Work to do:
[a] Return everything in the Namgung surname entry from "- Hangul: 남궁" down to "which is Hamyeol.", copied without changes.
[b] According to the Namgung surname entry, how many members did the Hamyeol Namgung clan have in South Korea in 2000?

Text provided:
· · · ·

- Hangul: 남궁
- Hanja: 南宮
- RR: Namgung
- MR: Namgung

= Namgung =

Namgung is a Korean surname. It derives from the Chinese character Nangong 南宮.

==Clans==
In Korea, there is only one Namgung Bon-gwan clan, which is Hamyeol.

Hamyeol Namgung clan claims ancestry from Nangong Kuo, a key adviser in King Wen of Zhou's court. According to them, Namgung Su, a descendant of Nangong Kuo, came alongside Kija to Korea and helped him found Kija Joseon.

In South Korea, statistics from 2000 indicate the Hamyeol Namgung clan has 18,703 members.

· · · ·

Data provided:
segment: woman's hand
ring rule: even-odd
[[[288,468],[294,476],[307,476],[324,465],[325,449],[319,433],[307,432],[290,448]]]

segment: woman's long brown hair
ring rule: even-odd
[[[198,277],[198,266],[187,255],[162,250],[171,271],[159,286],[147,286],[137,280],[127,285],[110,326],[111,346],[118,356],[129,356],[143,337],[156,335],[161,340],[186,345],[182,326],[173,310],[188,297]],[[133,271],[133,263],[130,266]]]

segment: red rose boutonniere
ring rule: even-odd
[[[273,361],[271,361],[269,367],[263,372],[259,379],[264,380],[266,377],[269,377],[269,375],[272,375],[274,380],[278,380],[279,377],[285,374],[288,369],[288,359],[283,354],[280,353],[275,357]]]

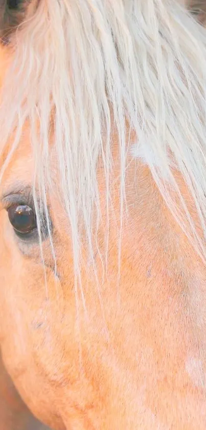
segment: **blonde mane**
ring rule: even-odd
[[[97,231],[101,219],[100,157],[107,207],[110,204],[114,129],[121,159],[122,217],[127,153],[133,151],[135,157],[141,145],[155,154],[158,167],[152,159],[148,163],[158,189],[205,260],[206,30],[174,0],[45,0],[19,26],[12,47],[1,94],[2,153],[15,133],[0,179],[29,119],[34,181],[45,207],[47,190],[53,186],[52,148],[56,158],[76,268],[82,222],[93,259],[92,232],[94,224]],[[128,128],[136,142],[127,141]],[[181,195],[174,169],[194,200],[202,235]]]

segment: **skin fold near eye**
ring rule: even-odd
[[[54,430],[206,429],[206,29],[186,3],[0,0],[0,356]],[[0,430],[40,430],[2,414],[1,372]]]

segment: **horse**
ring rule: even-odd
[[[206,30],[186,6],[0,3],[1,354],[55,430],[206,428]]]

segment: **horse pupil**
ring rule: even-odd
[[[29,233],[36,228],[36,220],[34,211],[29,206],[15,205],[8,210],[10,221],[18,233]]]
[[[9,9],[17,9],[19,3],[19,0],[8,0],[7,5]]]

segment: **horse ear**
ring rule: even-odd
[[[0,0],[0,37],[9,42],[11,34],[34,12],[39,0]]]
[[[206,0],[190,0],[189,10],[199,22],[206,23]]]

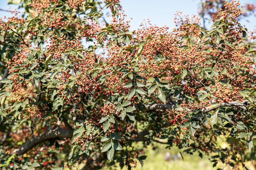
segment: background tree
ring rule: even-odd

· · · ·

Solutions in order:
[a]
- Hangul: 남궁
- Hanja: 南宮
- RR: Namgung
- MR: Namgung

= Namgung =

Namgung is a Korean surname. It derives from the Chinese character Nangong 南宮.

==Clans==
In Korea, there is only one Namgung Bon-gwan clan, which is Hamyeol.

[b] 18,703 members.